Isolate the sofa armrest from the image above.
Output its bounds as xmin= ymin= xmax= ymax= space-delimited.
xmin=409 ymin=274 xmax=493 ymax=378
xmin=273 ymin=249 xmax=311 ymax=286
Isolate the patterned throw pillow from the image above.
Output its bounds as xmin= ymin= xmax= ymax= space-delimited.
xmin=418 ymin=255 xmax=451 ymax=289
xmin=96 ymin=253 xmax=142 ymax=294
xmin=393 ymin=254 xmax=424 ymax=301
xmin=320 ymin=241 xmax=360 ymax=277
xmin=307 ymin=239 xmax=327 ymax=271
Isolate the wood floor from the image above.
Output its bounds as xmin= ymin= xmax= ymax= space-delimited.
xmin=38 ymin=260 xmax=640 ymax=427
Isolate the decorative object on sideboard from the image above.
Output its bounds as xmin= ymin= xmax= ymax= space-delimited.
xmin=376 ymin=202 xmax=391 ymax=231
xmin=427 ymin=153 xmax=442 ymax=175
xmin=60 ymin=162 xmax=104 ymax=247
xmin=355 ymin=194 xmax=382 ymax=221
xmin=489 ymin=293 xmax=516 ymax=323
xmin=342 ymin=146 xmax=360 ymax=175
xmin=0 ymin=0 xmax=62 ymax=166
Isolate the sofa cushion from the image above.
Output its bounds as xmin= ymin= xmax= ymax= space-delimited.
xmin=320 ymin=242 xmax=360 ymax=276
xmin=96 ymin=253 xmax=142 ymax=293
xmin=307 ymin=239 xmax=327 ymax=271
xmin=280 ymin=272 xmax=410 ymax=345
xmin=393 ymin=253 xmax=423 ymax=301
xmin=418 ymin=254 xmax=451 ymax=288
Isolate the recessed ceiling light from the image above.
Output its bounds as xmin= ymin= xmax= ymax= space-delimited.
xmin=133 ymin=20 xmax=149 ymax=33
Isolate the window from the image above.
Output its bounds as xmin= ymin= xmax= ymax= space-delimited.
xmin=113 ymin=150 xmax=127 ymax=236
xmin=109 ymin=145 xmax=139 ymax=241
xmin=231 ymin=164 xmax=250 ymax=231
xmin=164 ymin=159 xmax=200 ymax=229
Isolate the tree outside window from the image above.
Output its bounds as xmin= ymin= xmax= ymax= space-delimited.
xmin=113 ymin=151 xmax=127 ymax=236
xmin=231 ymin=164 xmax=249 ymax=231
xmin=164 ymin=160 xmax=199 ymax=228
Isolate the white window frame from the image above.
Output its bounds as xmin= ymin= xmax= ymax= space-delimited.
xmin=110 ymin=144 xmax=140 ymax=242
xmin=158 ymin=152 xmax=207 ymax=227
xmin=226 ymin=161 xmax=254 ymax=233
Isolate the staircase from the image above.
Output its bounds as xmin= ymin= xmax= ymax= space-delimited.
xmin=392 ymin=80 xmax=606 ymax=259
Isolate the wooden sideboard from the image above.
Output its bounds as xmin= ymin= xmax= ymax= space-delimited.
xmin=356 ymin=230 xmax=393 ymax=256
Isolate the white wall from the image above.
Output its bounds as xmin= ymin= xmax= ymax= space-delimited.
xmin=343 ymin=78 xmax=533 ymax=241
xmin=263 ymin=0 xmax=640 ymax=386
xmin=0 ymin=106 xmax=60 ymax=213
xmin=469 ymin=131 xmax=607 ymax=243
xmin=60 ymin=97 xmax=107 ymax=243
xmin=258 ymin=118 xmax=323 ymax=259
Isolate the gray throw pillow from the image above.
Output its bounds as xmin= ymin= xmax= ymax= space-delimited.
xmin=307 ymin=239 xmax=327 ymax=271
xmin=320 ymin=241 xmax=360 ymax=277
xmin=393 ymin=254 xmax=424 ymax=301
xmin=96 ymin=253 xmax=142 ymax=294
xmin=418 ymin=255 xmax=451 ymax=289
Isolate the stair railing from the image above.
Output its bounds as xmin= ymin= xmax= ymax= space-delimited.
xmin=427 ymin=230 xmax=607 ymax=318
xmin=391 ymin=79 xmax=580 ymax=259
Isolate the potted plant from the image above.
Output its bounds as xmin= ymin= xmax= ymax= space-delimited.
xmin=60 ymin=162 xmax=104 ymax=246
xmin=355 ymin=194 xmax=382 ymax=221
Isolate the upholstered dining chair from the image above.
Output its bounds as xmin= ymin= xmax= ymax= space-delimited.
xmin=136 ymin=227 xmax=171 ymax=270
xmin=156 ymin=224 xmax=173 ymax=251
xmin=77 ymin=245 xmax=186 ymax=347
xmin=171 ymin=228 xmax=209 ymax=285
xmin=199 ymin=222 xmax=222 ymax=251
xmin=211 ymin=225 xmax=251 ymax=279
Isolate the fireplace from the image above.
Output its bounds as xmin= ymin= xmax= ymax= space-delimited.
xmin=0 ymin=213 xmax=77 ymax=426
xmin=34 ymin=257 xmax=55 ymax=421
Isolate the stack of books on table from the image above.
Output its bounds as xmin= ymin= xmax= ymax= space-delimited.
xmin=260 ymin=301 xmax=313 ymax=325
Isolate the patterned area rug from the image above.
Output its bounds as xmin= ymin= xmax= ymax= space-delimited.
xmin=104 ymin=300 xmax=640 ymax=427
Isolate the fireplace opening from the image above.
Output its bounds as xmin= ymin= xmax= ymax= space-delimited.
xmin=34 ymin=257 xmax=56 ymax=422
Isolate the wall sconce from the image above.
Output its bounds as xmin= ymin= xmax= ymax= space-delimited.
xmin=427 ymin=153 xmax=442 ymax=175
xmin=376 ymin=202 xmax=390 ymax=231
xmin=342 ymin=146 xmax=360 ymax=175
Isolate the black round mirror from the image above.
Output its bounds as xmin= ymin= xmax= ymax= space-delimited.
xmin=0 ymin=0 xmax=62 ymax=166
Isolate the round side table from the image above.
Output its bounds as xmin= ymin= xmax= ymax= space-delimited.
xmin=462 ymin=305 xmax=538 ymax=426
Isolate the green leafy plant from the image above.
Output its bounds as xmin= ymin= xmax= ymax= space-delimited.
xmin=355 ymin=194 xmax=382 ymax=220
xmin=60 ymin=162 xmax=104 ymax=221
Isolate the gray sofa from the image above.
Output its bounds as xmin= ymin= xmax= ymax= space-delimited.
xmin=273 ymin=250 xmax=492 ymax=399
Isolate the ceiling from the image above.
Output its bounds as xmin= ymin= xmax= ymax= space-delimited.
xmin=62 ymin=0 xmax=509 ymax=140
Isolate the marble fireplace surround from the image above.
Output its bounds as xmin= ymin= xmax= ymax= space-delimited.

_Required task_: Recast everything from the start of the data down to the line containing "xmin=164 ymin=159 xmax=200 ymax=229", inclusive, as a JSON list of strings with one string per line and blank lines omitted.

_Response to this task_:
[
  "Isolate the sofa armrest from the image above.",
  "Output its bounds as xmin= ymin= xmax= ymax= space-delimited.",
  "xmin=409 ymin=274 xmax=493 ymax=378",
  "xmin=273 ymin=249 xmax=311 ymax=286",
  "Isolate the patterned throw pillow from the image above.",
  "Output its bounds as xmin= ymin= xmax= ymax= space-delimited.",
  "xmin=418 ymin=255 xmax=451 ymax=289",
  "xmin=96 ymin=253 xmax=142 ymax=294",
  "xmin=393 ymin=254 xmax=424 ymax=301",
  "xmin=320 ymin=241 xmax=360 ymax=277",
  "xmin=307 ymin=239 xmax=327 ymax=271",
  "Isolate the wood floor from the image above.",
  "Output its bounds as xmin= ymin= xmax= ymax= space-delimited.",
  "xmin=38 ymin=260 xmax=640 ymax=427",
  "Isolate the decorative object on sideboard from the image above.",
  "Output its bounds as xmin= ymin= xmax= ymax= space-delimited.",
  "xmin=376 ymin=202 xmax=391 ymax=231",
  "xmin=427 ymin=153 xmax=442 ymax=175",
  "xmin=60 ymin=162 xmax=104 ymax=247",
  "xmin=355 ymin=194 xmax=382 ymax=221",
  "xmin=489 ymin=293 xmax=516 ymax=323",
  "xmin=342 ymin=146 xmax=360 ymax=175",
  "xmin=0 ymin=0 xmax=62 ymax=166",
  "Isolate the sofa cushion from the image above.",
  "Output its bounds as xmin= ymin= xmax= ymax= space-delimited.",
  "xmin=320 ymin=242 xmax=360 ymax=276",
  "xmin=96 ymin=253 xmax=142 ymax=293",
  "xmin=307 ymin=239 xmax=327 ymax=271",
  "xmin=280 ymin=272 xmax=410 ymax=345",
  "xmin=393 ymin=253 xmax=423 ymax=301",
  "xmin=418 ymin=254 xmax=451 ymax=288",
  "Isolate the recessed ceiling light from the image above.",
  "Output its bounds as xmin= ymin= xmax= ymax= space-delimited.",
  "xmin=133 ymin=20 xmax=149 ymax=33",
  "Isolate the window from the image above.",
  "Output its bounds as xmin= ymin= xmax= ymax= space-delimited.",
  "xmin=113 ymin=150 xmax=127 ymax=236",
  "xmin=109 ymin=145 xmax=139 ymax=241",
  "xmin=231 ymin=164 xmax=250 ymax=231",
  "xmin=164 ymin=159 xmax=200 ymax=229"
]